◆ SELECTED TEXT
============
The main activities of the group can be categorized into the following research areas, namely: i) multiscale signal processing and time-frequency analysis; ii) signal processing for multivariate data; and iii) synergizing multiscale signal processing and machine learning.
Analyzing nonstationary data requires accurately tracking time variation of signal frequencies, i.e., estimating instantaneous frequencies, in input data. This challenging task has been the focus of attention of researchers over the last many decades. While the advent of windowed Fourier Transform (in the late 1940s) and the wavelet transform (late 1980s) could be seen as two major breakthrough approaches towards the solution of this problem, they still suffer from inaccuracies in instantaneous frequency estimation, owing to the artifacts due to their fixed and predefined basis functions.
============
◆ STORED DATA
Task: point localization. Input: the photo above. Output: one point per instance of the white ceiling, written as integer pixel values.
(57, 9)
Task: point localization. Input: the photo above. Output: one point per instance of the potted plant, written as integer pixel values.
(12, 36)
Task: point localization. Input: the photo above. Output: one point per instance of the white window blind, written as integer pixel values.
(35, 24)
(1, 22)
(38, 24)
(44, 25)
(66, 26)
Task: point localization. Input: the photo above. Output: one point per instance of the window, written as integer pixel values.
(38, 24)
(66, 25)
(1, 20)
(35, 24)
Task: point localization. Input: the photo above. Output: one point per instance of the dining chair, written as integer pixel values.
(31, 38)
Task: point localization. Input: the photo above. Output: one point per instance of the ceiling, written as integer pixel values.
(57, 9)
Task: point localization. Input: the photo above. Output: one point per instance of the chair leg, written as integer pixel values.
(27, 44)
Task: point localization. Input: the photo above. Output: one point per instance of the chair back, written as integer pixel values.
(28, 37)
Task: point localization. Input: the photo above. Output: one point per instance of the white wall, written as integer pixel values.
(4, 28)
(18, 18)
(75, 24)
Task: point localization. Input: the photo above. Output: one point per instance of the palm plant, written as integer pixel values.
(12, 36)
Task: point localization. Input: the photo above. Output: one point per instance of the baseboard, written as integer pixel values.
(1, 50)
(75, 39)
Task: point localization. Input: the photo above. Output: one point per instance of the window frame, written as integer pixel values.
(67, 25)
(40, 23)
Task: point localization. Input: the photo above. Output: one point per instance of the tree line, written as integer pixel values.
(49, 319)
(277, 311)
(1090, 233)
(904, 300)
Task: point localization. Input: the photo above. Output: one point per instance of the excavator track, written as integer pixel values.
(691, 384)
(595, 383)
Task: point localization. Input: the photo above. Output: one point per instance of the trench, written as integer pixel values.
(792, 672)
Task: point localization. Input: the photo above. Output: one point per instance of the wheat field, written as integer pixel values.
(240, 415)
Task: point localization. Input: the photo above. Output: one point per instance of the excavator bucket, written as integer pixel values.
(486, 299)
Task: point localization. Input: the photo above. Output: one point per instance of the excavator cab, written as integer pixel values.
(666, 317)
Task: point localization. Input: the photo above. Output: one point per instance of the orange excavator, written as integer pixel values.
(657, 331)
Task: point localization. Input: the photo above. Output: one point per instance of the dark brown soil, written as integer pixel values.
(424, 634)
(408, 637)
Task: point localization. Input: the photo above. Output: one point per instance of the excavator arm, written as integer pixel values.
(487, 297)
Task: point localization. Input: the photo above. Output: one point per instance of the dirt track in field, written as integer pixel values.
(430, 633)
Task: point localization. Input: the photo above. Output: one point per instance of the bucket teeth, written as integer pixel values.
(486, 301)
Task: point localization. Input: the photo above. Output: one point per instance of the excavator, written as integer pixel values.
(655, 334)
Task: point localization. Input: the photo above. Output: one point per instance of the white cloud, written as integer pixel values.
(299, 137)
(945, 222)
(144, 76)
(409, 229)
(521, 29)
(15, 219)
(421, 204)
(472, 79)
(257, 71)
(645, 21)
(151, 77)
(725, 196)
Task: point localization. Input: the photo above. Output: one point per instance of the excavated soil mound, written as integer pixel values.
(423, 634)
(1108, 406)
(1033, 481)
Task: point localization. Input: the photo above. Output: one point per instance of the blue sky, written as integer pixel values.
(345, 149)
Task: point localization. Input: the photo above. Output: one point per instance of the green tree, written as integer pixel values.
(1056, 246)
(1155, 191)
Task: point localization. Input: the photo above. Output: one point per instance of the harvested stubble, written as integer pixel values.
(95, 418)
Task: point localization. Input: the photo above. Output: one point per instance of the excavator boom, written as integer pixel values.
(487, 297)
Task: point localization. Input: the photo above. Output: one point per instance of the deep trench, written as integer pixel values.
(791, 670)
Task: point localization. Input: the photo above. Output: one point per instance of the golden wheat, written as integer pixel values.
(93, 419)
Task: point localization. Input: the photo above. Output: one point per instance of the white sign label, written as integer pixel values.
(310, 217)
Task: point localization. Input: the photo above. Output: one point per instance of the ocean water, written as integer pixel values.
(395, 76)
============
◆ REQUIREMENT
Retype the stretch of the signal processing text from "The main activities" through "and machine learning.". The listing is material apart from the signal processing text.

◆ EXERCISE RESULT
The main activities of the group can be categorized into the following research areas, namely: i) multiscale signal processing and time-frequency analysis; ii) signal processing for multivariate data; and iii) synergizing multiscale signal processing and machine learning.